▶ _Your assignment_
Answer these questions from the text below on violence against women in Canada:
1. How many women does the text say have been murdered in Canada during the pandemic?
2. According to Cywink, how long has it been since the government announced the National Action Plan?
3. Until what year did Murthy submit a monthly request to open an inquiry file?
** Opening Document section block **
It’s timely to demand a plan to deal with violence, Cywink feels, because the violence appears to be continuing unabated, as so far 160 women have been murdered in Canada during the pandemic.

She knows the pain of inaction or indifference by the government or authorities.

“People who have lost loved ones are still in acute trauma,” she said. “They didn’t testify because they couldn’t, it was too painful.

“And then, the inquiry was inadequate while trying to reach out to families to testify,” Cywink said. “It has been two years since the government announced the National Action Plan, however, nothing has happened,” she said.

She said the pandemic didn’t help either.

“The government is all smoke and mirrors with the National Action Plan,” Cywink said. “It’s the government saying, ‘we’re gonna put this action plan together.’ It sounds great, but it’s yet to materialize.”

Andria Lucille Mesie is missing from 2006.

Andria Lucille Meise is missing from 2006. The mother of three was last seen in Grande Prairie, Alta. Photo credit: Supplied photo

Daniel Murthy has also been looking for her sister, Andria Lucille Meise, who went missing off Alberta’s Highway 2 ​between Grand Prairie and Calgary in 2006. The area is known as a hotspot for missing women.

Murthy said Meise went through the foster care system and was sexually exploited during that period in Kelowna, B.C.

“They were prostituting her when she was 13- to 14-years-old,” Murthy said. “The reason she’s on drugs is that she had to mask that trauma, she couldn’t find the healing for it.”

Murthy went to the police to file a missing person report when Meise went missing. He did repeatedly but his requests were refused, she said.

“As they were refusing my requests, they told me she’s a drug addict, a prostitute. Women like her don’t go missing. ‘We don’t want to use our resources,'” she said.

However, Murthy didn’t give up and submitted a request to open a file for an inquiry every month about her sister until 2012.

“Finally, I was taken seriously and they opened a file on my sister,” she said.
** Closing Document section block **
** Opening Extracted entries block **
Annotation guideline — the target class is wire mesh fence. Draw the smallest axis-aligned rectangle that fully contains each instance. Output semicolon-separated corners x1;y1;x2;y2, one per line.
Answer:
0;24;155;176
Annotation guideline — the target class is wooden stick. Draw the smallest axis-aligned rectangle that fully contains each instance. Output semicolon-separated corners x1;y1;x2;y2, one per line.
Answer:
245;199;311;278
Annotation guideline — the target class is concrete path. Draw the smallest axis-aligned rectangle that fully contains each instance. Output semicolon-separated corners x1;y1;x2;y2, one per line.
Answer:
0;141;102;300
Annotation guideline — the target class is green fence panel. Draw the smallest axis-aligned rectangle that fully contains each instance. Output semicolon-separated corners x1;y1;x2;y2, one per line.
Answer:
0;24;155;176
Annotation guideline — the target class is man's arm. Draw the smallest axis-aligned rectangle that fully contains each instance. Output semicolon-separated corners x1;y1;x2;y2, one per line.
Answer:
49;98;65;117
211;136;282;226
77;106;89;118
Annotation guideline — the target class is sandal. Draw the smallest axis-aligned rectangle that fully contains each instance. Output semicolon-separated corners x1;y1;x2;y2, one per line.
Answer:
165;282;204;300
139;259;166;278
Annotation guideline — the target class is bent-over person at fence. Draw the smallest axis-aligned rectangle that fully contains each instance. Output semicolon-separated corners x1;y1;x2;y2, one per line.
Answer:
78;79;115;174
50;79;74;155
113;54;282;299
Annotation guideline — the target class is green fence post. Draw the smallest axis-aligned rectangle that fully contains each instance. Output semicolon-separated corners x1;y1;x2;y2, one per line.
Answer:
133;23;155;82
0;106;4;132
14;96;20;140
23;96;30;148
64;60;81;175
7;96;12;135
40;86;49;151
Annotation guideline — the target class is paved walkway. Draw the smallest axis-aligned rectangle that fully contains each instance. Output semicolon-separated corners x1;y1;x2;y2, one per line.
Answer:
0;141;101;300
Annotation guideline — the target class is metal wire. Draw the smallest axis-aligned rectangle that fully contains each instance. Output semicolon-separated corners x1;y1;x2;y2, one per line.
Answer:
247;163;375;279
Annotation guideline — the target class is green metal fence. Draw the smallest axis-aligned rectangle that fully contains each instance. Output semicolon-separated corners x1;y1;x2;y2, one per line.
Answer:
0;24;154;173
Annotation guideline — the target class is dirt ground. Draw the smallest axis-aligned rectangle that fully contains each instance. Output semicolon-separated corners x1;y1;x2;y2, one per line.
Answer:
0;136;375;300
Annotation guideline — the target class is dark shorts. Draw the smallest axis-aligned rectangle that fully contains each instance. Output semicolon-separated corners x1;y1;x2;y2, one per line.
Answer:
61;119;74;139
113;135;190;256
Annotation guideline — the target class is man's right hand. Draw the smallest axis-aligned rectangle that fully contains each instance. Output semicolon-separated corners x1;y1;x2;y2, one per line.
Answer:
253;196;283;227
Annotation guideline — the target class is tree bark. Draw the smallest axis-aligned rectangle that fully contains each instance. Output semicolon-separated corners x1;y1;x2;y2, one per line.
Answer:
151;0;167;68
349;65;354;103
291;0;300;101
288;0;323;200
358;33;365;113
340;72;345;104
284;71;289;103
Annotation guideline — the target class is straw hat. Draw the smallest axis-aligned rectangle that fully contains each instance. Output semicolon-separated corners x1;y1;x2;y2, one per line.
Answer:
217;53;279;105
** Closing Extracted entries block **
▶ _Finished task_
1. 160
2. Two years
3. 2012